== AIM ==
Please continue the roundup of local fights over offshore wind and solar projects from its last sentence.

==== DOCUMENT SECTION ====

2. Nassau County, New York – RWE and National Grid submitted the nation’s biggest offshore wind proposal to date to be built in the New York Bight with interconnection points in Brooklyn and Long Island …

  • …and days later, the member of Congress representing the Long Island connection point – Republican Rep. Anthony D’Esposito – came out against offshore wind.
  • Ironically, D’Esposito is the top Republican on the congressional offshore wind caucus.
  • “I was just asked the other day, why don’t you support offshore wind and certain battery storage?” D’Esposito said at a debate last week. “I don’t really see how building offshore wind farms and giant battery storage facilities is going to stop flooding in low-lying areas.”
  • If D’Esposito wins re-election, I expect him to become a Chris Smith-like figure in New York and take up the cause opposing offshore wind projects. It won’t matter for legislation – but as we’ve shown with other project fights, field hearings and oversight letters can be harmful to an individual project’s public perception.

3. Swift County, Minnesota – Rarely do we talk pro-renewables decisions here in The Fight’s Hotspots… but that changes today thanks to a rural Minnesota county rejecting a moratorium.

  • County commissioners blocked a moratorium, proposed by a petition signed by over 400 locals, for the second time last week, according to local media outlet West Central Tribune. If enacted, per the Tribune, it would bar Apex Clean Energy from constructing at least one utility scale solar farm in the western part of the county that could generate up to 400 megawatts in carbon-free power.

==== DATA EXCERPT ====

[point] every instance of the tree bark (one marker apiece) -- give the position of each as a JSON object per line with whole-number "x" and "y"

====

== FINAL RESULT ==
  • The commissioners have instead delegated the moratorium conversation to a renewable energy-focused committee with no clear timetable to conclude its work.

4. Fayette County, Pennsylvania – Another spot to watch for an anti-solar and wind ordinance is this county where developers are vying to stop restrictive property setback requirements.

  • If adopted, solar projects would have to be built in areas zoned for light or heavy industry and get special permits. They’d also have to be 300-600 feet from property lines and 1,200 feet from state roads.
  • Commissioners told the public and would-be solar developer Prospect 14 last week at a hearing it would study the legal and technical details of the subject and vote on the proposal at a later, unspecified date.
  • I’m not optimistic this county will side with the developers. The county zoning commission just rejected a Susquehanna Solar project because it was proposed too close to a school. The county also swung hard for Donald Trump in 2016, which Heatmap Pro’s data finds to be a flashing danger sign for developers.

5. Carroll County, Maryland – Developers have released the route for the Piedmont Reliability Project, a transmission proposal that will connect to a nuclear plant in Pennsylvania and will criss-cross Maryland. Some of the power will feed to data centers in Northern Virginia.

  • You can see a map of the transmission line route here. The line is necessary to avoid blackouts from coal plant retirements, which is partially why we included it on Heatmap’s list of 10 at-risk projects in the energy transition. (I would note state officials have stated this project is not a part of their climate goals, likely because some of the energy will feed data centers.)
  • Piedmont’s biggest hurdles are the same rural Maryland counties opposed to solar and wind on farmland. Residents are in outcry mode.
  • Public meetings on the proposal will be Nov. 12 in Baltimore County, Nov. 13 in Carroll County, and Nov. 14 in Frederick County. Dear reader, should I go to one?

Here’s what else we’ve been watching…

In Idaho, regulators approved a solar project on state endowment land – and of course, some Republican politicians are grousing about it.

In Kentucky, only three people showed up to oppose NextEra’s Weirs Creek solar project.

In Maine, state regulators were rejected by federal officials after a request for money to fund a proposed offshore wind construction site on Sears Island.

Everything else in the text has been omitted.